* DIRECTIVE *
The records that follow must be repeated verbatim, every one of them.

[Object point labels]
++++++
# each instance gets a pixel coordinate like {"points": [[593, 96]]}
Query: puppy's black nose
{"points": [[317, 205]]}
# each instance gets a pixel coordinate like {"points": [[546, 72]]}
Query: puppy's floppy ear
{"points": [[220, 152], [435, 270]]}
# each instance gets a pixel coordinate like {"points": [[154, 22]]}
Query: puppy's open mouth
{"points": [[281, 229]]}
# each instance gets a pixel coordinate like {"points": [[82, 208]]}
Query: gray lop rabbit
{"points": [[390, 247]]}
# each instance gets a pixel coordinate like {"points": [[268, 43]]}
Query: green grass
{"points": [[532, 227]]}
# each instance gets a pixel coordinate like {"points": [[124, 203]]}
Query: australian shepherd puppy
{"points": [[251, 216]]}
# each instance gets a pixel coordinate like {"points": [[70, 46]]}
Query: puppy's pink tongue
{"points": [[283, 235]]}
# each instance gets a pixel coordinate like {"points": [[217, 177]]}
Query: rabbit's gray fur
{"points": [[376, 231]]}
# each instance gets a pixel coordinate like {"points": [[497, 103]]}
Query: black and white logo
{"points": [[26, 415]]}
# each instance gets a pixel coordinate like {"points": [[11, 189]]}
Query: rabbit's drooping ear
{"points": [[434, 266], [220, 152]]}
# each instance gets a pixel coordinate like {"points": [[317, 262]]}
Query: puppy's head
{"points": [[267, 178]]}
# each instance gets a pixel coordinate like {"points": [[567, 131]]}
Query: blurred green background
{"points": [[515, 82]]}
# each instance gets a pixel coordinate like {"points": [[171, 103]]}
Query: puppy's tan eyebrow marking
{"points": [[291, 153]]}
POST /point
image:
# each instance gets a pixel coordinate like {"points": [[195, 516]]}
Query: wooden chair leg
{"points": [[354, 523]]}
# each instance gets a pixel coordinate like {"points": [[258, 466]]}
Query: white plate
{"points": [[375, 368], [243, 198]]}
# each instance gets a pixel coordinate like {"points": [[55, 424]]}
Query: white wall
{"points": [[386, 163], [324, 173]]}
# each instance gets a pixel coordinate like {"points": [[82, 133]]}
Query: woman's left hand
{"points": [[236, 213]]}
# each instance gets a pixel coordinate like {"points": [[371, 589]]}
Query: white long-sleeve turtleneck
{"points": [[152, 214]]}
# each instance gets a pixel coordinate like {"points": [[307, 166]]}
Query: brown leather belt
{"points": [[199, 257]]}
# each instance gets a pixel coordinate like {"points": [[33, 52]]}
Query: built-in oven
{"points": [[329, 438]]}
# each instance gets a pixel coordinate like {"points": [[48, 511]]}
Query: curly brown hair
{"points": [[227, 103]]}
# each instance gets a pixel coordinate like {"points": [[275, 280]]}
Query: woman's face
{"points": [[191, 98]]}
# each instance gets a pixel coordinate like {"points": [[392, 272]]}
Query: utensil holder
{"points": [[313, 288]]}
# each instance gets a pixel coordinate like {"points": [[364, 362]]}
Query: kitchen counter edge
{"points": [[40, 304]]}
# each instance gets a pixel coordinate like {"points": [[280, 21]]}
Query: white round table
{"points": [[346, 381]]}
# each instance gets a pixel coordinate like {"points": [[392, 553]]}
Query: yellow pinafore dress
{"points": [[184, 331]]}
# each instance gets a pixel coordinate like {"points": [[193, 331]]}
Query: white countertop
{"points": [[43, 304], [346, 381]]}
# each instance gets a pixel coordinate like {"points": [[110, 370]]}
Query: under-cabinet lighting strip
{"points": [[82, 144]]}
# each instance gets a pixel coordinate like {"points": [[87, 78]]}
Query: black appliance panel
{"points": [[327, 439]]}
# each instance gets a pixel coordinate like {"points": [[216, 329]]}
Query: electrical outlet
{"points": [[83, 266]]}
++++++
* RESULT FOR THIS TASK *
# each instance gets a pixel coordinate like {"points": [[593, 96]]}
Query: puppy's black nose
{"points": [[317, 205]]}
# each instance gets a pixel coordinate like {"points": [[546, 72]]}
Query: puppy's floppy ear
{"points": [[220, 152], [435, 270]]}
# each instance gets a pixel coordinate like {"points": [[154, 22]]}
Query: puppy's open mouth
{"points": [[281, 229]]}
# each instance gets a pixel coordinate like {"points": [[82, 208]]}
Query: gray lop rabbit
{"points": [[390, 247]]}
# each instance gets a pixel coordinate like {"points": [[268, 43]]}
Query: green grass
{"points": [[532, 227]]}
# each instance gets a pixel coordinate like {"points": [[124, 203]]}
Query: australian shepherd puppy
{"points": [[251, 216]]}
# each instance gets a pixel coordinate like {"points": [[70, 46]]}
Query: puppy's pink tongue
{"points": [[283, 235]]}
# each instance gets a pixel coordinate like {"points": [[217, 177]]}
Query: rabbit's gray fur
{"points": [[376, 231]]}
# each instance gets a pixel coordinate like {"points": [[497, 103]]}
Query: black and white logo
{"points": [[26, 415]]}
# each instance gets a pixel coordinate like {"points": [[11, 189]]}
Query: rabbit's drooping ear
{"points": [[434, 266], [220, 152]]}
# each instance gets a pixel coordinate like {"points": [[317, 262]]}
Query: puppy's head
{"points": [[267, 178]]}
# each instance gets a pixel coordinate like {"points": [[567, 131]]}
Query: blurred green background
{"points": [[515, 82]]}
# each instance gets a pixel coordinate like {"points": [[171, 103]]}
Query: puppy's tan eyebrow marking
{"points": [[291, 153]]}
POST /point
image:
# each instance gets a pixel coordinate like {"points": [[195, 516]]}
Query: wooden chair leg
{"points": [[354, 523]]}
# each instance gets a pixel coordinate like {"points": [[258, 466]]}
Query: white plate
{"points": [[375, 368], [243, 198]]}
# each instance gets a pixel coordinate like {"points": [[55, 424]]}
Query: white wall
{"points": [[386, 163], [324, 173]]}
# each instance gets a pixel coordinate like {"points": [[82, 133]]}
Query: woman's left hand
{"points": [[236, 213]]}
# each instance gets a pixel coordinate like {"points": [[371, 589]]}
Query: white long-sleeve turtleneck
{"points": [[152, 214]]}
# each instance gets a pixel coordinate like {"points": [[307, 166]]}
Query: brown leather belt
{"points": [[199, 257]]}
# each instance gets a pixel coordinate like {"points": [[33, 52]]}
Query: built-in oven
{"points": [[329, 438]]}
# each instance gets a pixel coordinate like {"points": [[48, 511]]}
Query: curly brown hair
{"points": [[227, 103]]}
# each instance gets a pixel coordinate like {"points": [[275, 280]]}
Query: woman's face
{"points": [[191, 98]]}
# each instance gets a pixel coordinate like {"points": [[392, 272]]}
Query: utensil holder
{"points": [[313, 288]]}
# each instance gets a pixel coordinate like {"points": [[364, 362]]}
Query: kitchen counter edge
{"points": [[40, 304]]}
# each instance gets a pixel coordinate like {"points": [[280, 21]]}
Query: white round table
{"points": [[346, 381]]}
# each instance gets a pixel coordinate like {"points": [[392, 553]]}
Query: yellow pinafore dress
{"points": [[184, 331]]}
# each instance gets a pixel coordinate like {"points": [[193, 331]]}
Query: white countertop
{"points": [[43, 304], [346, 381]]}
# each instance gets a pixel coordinate like {"points": [[110, 370]]}
Query: under-cabinet lighting strip
{"points": [[82, 144]]}
# each instance gets a pixel coordinate like {"points": [[87, 78]]}
Query: black appliance panel
{"points": [[327, 439]]}
# each instance gets a pixel coordinate like {"points": [[216, 329]]}
Query: electrical outlet
{"points": [[83, 266]]}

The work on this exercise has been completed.